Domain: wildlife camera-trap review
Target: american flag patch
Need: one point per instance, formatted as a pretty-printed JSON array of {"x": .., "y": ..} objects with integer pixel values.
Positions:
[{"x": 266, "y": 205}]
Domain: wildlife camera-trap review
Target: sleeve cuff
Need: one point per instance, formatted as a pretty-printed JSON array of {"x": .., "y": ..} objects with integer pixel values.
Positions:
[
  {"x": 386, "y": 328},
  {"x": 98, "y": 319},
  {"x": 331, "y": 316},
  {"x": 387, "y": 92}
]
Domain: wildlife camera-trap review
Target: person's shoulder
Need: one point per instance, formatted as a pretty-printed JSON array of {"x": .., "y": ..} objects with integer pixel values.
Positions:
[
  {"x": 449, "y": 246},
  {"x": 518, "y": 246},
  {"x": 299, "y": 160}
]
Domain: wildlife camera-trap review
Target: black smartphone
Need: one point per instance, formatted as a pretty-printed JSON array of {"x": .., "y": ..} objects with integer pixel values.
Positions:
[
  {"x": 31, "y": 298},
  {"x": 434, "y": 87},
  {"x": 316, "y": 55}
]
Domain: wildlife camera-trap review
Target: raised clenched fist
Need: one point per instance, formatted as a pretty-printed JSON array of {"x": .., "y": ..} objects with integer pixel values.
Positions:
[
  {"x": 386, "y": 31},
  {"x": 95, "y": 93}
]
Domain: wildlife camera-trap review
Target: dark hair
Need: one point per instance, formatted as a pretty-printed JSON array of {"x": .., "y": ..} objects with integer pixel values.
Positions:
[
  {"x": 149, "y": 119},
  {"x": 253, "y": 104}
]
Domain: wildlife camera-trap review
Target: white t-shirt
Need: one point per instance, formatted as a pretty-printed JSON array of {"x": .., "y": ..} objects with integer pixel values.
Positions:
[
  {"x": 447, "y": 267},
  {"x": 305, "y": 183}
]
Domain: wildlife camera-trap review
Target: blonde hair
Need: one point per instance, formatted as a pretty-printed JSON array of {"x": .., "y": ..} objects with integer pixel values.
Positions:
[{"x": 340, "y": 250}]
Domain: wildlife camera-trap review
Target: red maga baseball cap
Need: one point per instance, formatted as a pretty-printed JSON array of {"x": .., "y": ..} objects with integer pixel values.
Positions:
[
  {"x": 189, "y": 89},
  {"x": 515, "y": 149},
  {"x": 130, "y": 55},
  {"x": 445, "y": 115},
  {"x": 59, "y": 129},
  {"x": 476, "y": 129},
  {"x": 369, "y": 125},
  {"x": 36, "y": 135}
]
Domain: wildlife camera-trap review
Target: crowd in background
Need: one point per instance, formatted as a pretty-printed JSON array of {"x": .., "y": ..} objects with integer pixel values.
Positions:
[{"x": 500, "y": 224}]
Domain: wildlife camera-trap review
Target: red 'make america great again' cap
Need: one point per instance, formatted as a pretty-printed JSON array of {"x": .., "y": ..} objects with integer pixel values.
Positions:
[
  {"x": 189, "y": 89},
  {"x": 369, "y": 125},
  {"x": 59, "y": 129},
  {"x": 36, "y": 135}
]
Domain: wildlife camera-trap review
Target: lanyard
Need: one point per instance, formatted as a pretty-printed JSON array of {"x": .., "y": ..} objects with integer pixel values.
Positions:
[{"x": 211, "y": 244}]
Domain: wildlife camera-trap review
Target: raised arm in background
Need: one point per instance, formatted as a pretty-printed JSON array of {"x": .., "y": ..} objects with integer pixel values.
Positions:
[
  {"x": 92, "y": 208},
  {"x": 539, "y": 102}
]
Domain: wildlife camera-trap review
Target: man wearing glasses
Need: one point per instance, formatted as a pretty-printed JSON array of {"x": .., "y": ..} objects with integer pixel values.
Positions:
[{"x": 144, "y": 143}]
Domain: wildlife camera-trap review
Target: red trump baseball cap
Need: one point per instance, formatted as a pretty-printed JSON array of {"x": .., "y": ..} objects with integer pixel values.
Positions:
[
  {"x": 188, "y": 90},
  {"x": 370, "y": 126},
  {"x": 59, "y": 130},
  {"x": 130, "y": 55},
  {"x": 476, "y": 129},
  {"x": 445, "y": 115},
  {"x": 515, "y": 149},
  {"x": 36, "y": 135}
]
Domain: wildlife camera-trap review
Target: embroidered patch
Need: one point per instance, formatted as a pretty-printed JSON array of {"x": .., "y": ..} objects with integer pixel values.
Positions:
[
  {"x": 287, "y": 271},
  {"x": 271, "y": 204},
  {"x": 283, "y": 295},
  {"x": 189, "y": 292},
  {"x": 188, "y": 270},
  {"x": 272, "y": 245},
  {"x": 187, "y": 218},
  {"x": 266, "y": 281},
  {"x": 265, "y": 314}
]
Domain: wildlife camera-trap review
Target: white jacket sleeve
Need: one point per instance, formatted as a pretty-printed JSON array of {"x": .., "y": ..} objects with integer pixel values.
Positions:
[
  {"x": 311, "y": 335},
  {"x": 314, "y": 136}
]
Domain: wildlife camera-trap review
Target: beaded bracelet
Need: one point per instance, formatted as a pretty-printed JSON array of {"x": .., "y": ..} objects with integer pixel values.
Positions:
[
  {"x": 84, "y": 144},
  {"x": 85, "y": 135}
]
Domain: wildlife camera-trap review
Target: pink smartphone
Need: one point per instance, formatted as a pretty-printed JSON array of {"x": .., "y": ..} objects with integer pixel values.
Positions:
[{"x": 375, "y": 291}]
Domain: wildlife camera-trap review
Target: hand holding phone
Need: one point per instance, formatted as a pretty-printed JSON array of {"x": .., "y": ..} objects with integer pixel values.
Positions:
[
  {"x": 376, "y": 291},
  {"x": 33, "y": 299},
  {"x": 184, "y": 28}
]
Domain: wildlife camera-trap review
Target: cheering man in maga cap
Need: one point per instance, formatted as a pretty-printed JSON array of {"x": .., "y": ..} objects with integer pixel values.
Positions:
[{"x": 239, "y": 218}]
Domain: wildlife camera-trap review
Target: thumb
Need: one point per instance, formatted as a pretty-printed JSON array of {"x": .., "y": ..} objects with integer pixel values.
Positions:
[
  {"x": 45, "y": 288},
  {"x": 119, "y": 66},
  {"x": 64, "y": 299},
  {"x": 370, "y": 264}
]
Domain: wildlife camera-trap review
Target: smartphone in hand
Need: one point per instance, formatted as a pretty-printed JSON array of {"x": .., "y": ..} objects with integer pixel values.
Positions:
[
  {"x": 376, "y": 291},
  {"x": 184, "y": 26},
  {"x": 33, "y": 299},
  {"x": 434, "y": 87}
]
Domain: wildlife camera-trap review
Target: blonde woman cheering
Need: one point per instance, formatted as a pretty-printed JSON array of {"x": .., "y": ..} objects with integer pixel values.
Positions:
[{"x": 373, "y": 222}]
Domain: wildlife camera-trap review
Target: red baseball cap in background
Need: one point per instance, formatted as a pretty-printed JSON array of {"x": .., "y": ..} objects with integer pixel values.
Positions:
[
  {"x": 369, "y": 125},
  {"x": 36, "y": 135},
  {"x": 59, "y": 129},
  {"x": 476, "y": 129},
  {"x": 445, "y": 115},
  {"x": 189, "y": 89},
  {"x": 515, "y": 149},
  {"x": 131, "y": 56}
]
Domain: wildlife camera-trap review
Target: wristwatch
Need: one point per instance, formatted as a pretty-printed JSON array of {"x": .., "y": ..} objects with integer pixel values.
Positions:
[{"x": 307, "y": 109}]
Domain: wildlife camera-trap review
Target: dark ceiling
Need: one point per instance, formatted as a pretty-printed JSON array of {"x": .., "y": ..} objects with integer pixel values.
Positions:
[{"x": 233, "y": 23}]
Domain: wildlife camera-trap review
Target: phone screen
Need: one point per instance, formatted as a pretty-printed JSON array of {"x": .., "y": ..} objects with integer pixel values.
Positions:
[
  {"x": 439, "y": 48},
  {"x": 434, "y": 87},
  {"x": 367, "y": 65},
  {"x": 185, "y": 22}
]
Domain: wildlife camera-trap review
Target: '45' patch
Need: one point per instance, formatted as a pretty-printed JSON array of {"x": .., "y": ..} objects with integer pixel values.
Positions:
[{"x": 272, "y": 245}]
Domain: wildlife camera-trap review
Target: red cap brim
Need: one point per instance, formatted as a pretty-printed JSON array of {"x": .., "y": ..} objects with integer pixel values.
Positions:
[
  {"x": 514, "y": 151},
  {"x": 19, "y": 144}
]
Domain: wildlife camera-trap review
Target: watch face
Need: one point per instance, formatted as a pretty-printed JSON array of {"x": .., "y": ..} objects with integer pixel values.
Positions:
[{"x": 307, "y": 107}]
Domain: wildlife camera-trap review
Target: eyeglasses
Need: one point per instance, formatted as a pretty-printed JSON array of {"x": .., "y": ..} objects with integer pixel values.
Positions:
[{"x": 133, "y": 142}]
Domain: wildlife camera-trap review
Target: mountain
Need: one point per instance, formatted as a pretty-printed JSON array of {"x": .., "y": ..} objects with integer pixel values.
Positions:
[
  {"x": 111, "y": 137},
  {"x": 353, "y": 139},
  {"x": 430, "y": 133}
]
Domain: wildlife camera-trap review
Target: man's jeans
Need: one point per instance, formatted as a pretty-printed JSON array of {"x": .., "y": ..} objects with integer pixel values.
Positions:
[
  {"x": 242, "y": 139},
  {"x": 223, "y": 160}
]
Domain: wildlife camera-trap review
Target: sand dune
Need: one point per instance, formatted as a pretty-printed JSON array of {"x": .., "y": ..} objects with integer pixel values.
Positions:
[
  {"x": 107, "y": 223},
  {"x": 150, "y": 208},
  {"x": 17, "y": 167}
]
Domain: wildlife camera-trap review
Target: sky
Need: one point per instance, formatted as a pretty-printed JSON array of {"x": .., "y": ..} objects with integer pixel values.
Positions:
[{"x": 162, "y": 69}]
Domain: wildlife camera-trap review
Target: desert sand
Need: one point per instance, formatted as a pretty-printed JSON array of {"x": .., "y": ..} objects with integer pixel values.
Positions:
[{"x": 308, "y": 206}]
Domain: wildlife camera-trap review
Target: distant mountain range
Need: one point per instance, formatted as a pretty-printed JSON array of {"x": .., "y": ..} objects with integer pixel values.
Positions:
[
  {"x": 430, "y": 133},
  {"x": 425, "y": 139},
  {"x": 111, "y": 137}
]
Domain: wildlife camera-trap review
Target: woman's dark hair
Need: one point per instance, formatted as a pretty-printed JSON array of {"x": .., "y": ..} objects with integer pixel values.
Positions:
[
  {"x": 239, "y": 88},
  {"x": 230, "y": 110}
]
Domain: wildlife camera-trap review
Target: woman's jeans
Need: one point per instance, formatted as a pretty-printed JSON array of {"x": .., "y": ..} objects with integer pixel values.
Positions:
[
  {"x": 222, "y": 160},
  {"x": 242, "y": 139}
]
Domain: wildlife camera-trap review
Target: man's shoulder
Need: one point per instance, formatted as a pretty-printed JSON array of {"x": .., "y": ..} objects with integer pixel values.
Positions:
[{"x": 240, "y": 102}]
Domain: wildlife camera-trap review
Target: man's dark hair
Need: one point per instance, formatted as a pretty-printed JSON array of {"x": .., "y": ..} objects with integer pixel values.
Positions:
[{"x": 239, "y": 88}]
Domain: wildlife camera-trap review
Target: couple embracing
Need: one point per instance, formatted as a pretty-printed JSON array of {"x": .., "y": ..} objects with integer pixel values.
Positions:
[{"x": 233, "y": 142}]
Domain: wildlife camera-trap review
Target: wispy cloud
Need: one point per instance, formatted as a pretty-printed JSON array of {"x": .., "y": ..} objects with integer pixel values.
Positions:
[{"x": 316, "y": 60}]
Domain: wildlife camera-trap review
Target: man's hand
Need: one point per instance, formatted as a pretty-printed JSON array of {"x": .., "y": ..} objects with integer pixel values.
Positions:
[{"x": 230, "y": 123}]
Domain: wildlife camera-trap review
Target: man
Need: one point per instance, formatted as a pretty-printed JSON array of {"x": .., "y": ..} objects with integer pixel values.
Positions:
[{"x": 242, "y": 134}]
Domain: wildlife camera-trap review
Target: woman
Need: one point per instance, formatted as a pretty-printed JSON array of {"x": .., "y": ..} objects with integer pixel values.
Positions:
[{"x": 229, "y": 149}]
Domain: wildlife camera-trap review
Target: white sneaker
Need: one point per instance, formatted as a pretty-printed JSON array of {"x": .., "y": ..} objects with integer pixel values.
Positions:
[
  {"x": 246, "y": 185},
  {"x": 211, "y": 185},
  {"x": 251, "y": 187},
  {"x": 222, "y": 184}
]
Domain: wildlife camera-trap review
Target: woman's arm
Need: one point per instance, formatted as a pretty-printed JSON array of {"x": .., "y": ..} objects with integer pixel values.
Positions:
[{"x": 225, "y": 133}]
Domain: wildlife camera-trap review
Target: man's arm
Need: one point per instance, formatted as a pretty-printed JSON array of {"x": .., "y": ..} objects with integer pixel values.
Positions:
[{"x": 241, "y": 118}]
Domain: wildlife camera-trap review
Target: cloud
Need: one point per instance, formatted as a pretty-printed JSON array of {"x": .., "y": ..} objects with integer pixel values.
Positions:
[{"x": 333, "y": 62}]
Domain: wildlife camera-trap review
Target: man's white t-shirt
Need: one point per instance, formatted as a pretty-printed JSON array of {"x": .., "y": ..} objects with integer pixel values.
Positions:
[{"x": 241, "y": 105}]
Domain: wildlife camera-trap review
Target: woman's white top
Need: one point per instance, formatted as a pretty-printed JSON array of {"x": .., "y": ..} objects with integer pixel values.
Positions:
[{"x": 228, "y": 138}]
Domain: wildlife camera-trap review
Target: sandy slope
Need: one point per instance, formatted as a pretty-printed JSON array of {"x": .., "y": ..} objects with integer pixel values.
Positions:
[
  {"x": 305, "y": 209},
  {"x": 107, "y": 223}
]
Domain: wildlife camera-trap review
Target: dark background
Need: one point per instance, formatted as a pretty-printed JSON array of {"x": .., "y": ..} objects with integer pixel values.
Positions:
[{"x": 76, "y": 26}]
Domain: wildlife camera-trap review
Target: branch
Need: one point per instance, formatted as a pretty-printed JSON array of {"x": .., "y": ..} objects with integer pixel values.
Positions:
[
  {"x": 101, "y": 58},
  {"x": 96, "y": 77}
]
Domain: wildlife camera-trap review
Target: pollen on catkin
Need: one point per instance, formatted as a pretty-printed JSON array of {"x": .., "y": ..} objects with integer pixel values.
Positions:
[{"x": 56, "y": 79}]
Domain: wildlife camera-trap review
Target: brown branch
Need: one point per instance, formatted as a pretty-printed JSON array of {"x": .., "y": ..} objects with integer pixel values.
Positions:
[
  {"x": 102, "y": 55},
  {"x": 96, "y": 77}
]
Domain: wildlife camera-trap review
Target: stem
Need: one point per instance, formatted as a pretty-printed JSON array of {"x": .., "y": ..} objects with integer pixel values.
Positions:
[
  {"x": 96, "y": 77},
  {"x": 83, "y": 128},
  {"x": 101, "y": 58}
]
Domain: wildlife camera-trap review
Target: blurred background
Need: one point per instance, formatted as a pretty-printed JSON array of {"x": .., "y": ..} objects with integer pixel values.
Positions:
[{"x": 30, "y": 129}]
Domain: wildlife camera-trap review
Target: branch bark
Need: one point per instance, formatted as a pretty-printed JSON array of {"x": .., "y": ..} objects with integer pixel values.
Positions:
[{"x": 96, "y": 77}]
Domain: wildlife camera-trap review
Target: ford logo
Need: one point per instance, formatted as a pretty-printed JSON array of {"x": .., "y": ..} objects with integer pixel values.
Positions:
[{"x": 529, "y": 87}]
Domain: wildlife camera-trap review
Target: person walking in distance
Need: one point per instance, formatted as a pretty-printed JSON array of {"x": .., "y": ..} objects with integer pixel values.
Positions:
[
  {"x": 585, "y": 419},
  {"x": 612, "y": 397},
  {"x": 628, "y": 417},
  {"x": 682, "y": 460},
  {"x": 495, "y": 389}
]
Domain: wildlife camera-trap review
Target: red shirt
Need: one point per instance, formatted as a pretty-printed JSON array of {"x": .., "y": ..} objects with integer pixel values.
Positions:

# CONSIGNE
Quelles lignes des items contiennent la chaîne « white » ? Extrayez-les toutes, en tenant compte de la casse.

# RÉPONSE ATTENDUE
Target: white t-shirt
Target: white jacket sleeve
Target: white sneaker
Target: man's white t-shirt
Target: woman's white top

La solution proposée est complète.